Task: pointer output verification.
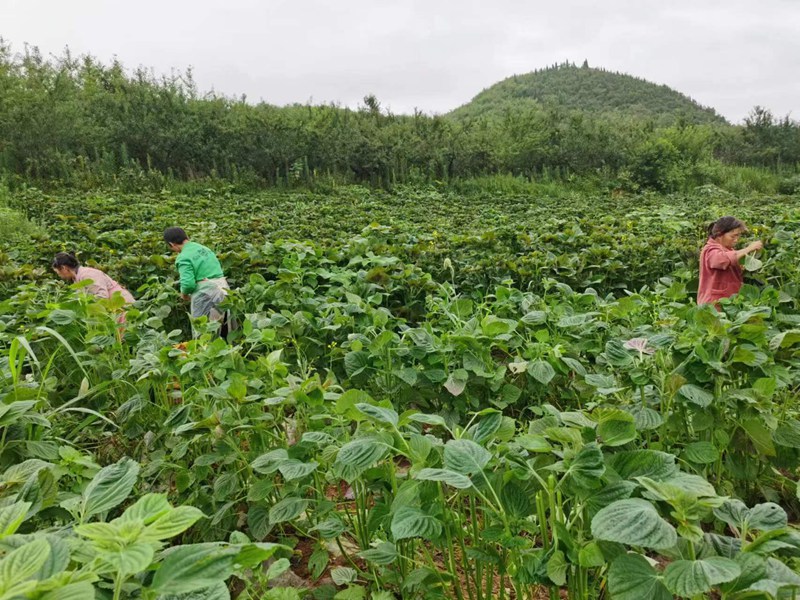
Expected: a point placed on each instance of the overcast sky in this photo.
(433, 55)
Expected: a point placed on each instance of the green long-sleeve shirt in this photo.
(195, 263)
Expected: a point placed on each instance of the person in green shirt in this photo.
(201, 278)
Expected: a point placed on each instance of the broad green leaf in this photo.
(645, 418)
(193, 567)
(587, 466)
(617, 355)
(619, 490)
(487, 427)
(343, 575)
(384, 553)
(287, 509)
(330, 528)
(751, 263)
(759, 435)
(631, 577)
(591, 556)
(451, 478)
(696, 395)
(753, 568)
(147, 509)
(701, 453)
(788, 434)
(427, 419)
(642, 463)
(172, 523)
(58, 559)
(411, 522)
(734, 512)
(465, 457)
(767, 517)
(634, 522)
(516, 500)
(258, 521)
(11, 517)
(616, 428)
(690, 578)
(110, 487)
(132, 558)
(278, 568)
(457, 382)
(81, 590)
(21, 564)
(542, 371)
(268, 463)
(361, 453)
(296, 469)
(378, 413)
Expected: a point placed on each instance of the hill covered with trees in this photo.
(591, 90)
(76, 122)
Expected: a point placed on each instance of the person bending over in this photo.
(202, 281)
(720, 272)
(102, 286)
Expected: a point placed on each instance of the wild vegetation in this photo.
(432, 395)
(470, 362)
(74, 122)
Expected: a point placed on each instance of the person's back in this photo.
(102, 285)
(197, 263)
(202, 280)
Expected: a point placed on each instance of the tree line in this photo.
(75, 121)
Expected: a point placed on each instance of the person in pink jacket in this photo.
(720, 272)
(102, 286)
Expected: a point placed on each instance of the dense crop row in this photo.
(433, 408)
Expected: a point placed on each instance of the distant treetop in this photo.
(593, 90)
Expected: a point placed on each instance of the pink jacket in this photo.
(102, 285)
(720, 273)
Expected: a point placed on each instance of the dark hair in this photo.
(66, 259)
(724, 225)
(175, 235)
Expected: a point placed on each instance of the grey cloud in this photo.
(433, 55)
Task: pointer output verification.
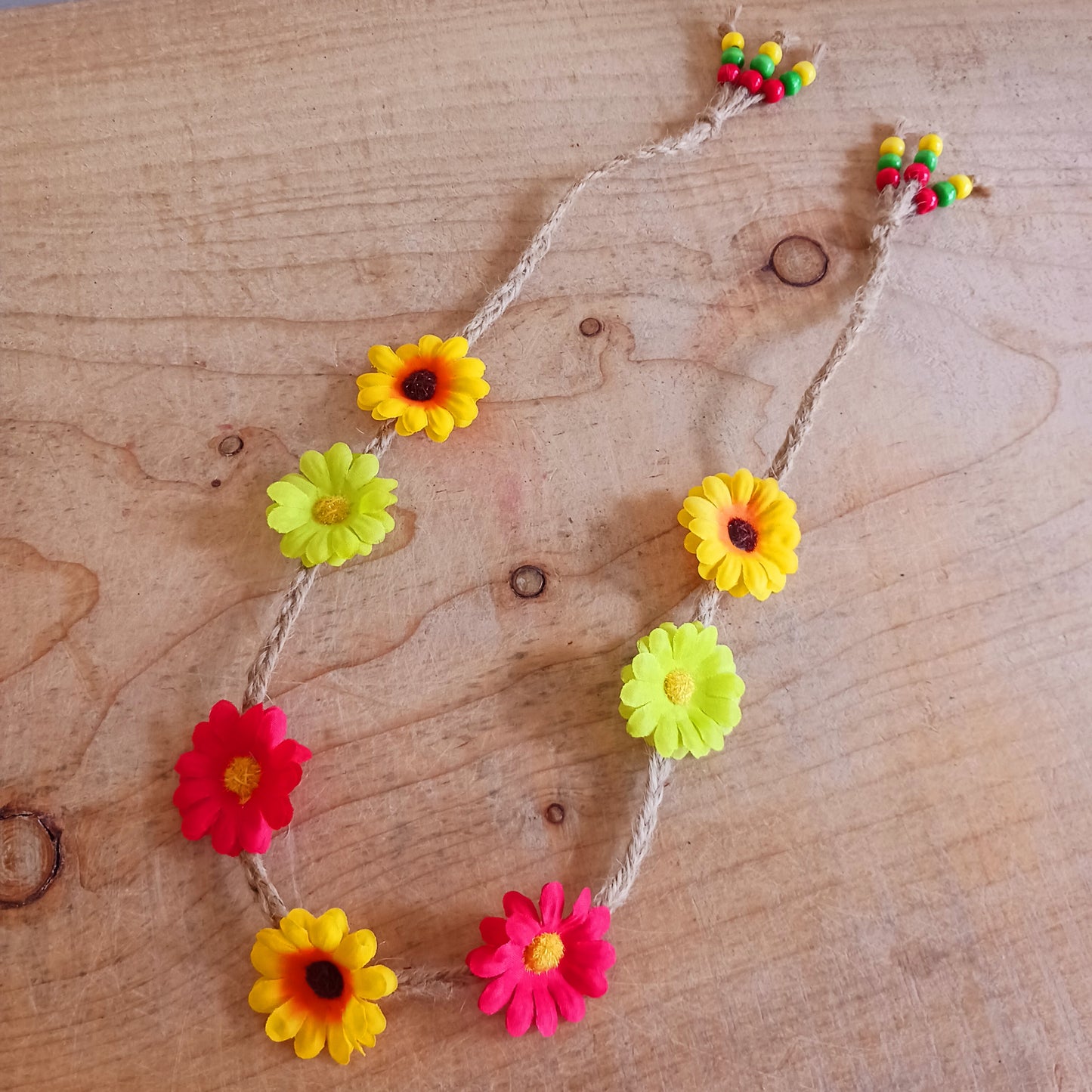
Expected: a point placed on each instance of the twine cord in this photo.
(896, 209)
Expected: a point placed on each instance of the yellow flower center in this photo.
(330, 510)
(543, 954)
(679, 686)
(242, 777)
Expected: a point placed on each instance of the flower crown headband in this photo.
(680, 692)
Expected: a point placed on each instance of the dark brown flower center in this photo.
(326, 979)
(741, 534)
(419, 385)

=== EXERCISE DIRECTIONS ===
Copy out the entries above in full and exactly, skipping every picture.

=== OUTPUT ===
Task: pointer output verification.
Expected: a point placed on each instance of the overcast sky in this photo.
(433, 55)
Expected: a point placed on each instance of the green long-sleeve shirt in this photo.
(195, 263)
Expected: a point placed on each instance of the person in green shirt in this photo.
(201, 278)
Expected: a point placed on each instance of the broad green leaf in this photo.
(645, 418)
(193, 567)
(587, 466)
(617, 355)
(619, 490)
(487, 427)
(343, 575)
(384, 553)
(287, 509)
(330, 528)
(751, 263)
(759, 435)
(631, 577)
(591, 556)
(451, 478)
(696, 395)
(753, 568)
(147, 509)
(701, 453)
(788, 434)
(427, 419)
(642, 463)
(172, 523)
(58, 559)
(411, 522)
(734, 512)
(465, 457)
(767, 517)
(634, 522)
(516, 500)
(258, 521)
(11, 517)
(616, 428)
(690, 578)
(110, 487)
(132, 558)
(278, 568)
(457, 382)
(81, 590)
(21, 564)
(542, 371)
(268, 463)
(361, 453)
(296, 469)
(378, 413)
Expected: a point placed on each instance of the hill covered with trees in this photo.
(591, 90)
(76, 122)
Expected: a point placed on each instance of the person bending over in this photo.
(202, 281)
(720, 272)
(102, 286)
Expected: a point placed on each instance of the wild vegetation in this photo.
(432, 395)
(470, 362)
(74, 122)
Expected: a point placed on each instance of the person's back in this photo.
(102, 285)
(197, 263)
(202, 280)
Expected: a point placed on each instance of the tree line in this photo.
(75, 121)
Expected: a point placed on each instance of the person in pink jacket in this photo.
(720, 272)
(102, 286)
Expected: a point placed on each instance of the dense crop row in this photo.
(433, 408)
Expected: a point placed on each instance of the distant treetop in this photo.
(593, 90)
Expected: a point placed on each instance of the pink jacket in this photo.
(102, 285)
(720, 273)
Expected: a point placed on each instance of the dark hair in this photo.
(66, 259)
(724, 225)
(175, 235)
Expected: a point placed on each instance of the grey cloud in this photo.
(433, 55)
Task: pointer output verification.
Expected: a point placed on each instance of the twine cord in this photo.
(896, 209)
Expected: a point placed on each instance of the yellow flower center in this photo.
(330, 510)
(543, 954)
(679, 686)
(242, 777)
Expected: a point placed on each instance of the flower crown headband in this photo.
(680, 692)
Expected: a point placed on each instance of the dark brown flower center in this photo.
(326, 979)
(741, 534)
(419, 385)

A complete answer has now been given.